## PROBLEM STATEMENT
Restate every line below word for word, but drop each picture.

------------------------------------------------------------

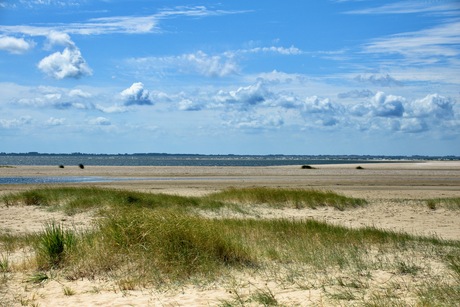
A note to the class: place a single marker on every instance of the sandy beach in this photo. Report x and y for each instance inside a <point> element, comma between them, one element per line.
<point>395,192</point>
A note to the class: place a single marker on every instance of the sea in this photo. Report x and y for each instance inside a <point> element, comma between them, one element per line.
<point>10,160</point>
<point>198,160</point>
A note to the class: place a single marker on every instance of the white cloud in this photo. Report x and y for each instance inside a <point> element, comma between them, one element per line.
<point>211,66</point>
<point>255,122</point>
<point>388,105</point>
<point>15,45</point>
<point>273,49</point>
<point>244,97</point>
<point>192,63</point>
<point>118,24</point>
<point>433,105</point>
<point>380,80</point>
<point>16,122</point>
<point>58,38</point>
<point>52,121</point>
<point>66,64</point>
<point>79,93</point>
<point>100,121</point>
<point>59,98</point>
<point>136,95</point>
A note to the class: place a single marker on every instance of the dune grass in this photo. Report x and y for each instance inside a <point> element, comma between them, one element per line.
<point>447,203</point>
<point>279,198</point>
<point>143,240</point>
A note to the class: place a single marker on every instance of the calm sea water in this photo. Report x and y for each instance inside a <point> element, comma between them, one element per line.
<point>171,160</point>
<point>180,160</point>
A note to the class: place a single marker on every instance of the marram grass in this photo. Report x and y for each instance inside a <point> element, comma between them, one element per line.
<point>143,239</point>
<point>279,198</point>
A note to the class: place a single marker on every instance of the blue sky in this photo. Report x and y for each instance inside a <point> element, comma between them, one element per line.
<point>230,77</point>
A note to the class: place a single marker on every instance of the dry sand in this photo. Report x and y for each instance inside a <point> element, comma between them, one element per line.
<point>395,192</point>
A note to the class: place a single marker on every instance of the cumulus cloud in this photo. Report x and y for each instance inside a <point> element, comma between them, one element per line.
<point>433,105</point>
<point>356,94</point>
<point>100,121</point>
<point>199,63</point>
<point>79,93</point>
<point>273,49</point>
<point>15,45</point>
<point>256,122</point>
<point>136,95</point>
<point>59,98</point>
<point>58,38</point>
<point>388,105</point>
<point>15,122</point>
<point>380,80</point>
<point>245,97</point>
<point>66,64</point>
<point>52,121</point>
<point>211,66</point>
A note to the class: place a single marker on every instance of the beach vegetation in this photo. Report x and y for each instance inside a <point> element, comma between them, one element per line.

------------------------------------------------------------

## TASK SOLUTION
A note to the class: place a single marker on every instance of the sandy beach in this photo. Report x and y for each instance inside a <point> element, comma between them, one element per line.
<point>395,192</point>
A note to the class: place a single marker on every instance of the sea in this photo. Report x and y for each instance inside a <point> element, comma between them, one element per line.
<point>10,160</point>
<point>198,160</point>
A note to the class: place a single marker on every instance of the white cloud in this photo. Report x and y for each instance inside a <point> element, comma between them, one element per line.
<point>211,66</point>
<point>255,122</point>
<point>388,105</point>
<point>15,45</point>
<point>273,49</point>
<point>244,97</point>
<point>192,63</point>
<point>118,24</point>
<point>433,105</point>
<point>380,80</point>
<point>16,122</point>
<point>58,38</point>
<point>52,121</point>
<point>66,64</point>
<point>79,93</point>
<point>100,121</point>
<point>59,98</point>
<point>136,95</point>
A note to the class: place a single marker on every instance of the dune grass in this photo. Report x and y for each instance inside a <point> element, comma between them, one element per line.
<point>447,203</point>
<point>279,198</point>
<point>143,240</point>
A note to the class: place a single marker on every instance of the calm sea water in this photo. Report x and y for each instance inside a <point> element, comma between them, one element per line.
<point>171,160</point>
<point>180,160</point>
A note to the class: place a single marker on every instance of the marram grass in this photo. Report x and y for each instance inside a <point> element, comma between them, one element per line.
<point>143,239</point>
<point>279,198</point>
A note to the class: place a single marker on every instance of the blue sky in this photo. Report x and y for each instance inside a <point> element, comma between them, one element per line.
<point>230,77</point>
A note to the class: place a single marker on every instance of the dry sand in this photo. Report x and y for each instance inside a <point> element, comma between them, one element per line.
<point>395,192</point>
A note to the class: place a single marker on every instance of the cumulus cloud in this photo. Report x and y for each instance inside a <point> element, comma between them, one element per line.
<point>433,105</point>
<point>356,94</point>
<point>100,121</point>
<point>199,63</point>
<point>79,93</point>
<point>273,49</point>
<point>15,45</point>
<point>256,122</point>
<point>136,95</point>
<point>59,98</point>
<point>58,38</point>
<point>388,105</point>
<point>15,122</point>
<point>380,80</point>
<point>245,97</point>
<point>66,64</point>
<point>52,121</point>
<point>211,66</point>
A note to the class: place a single marker on every instance of the beach vegetation in this photo. Report x and y for each instance inside a <point> element, comma between them, one element per line.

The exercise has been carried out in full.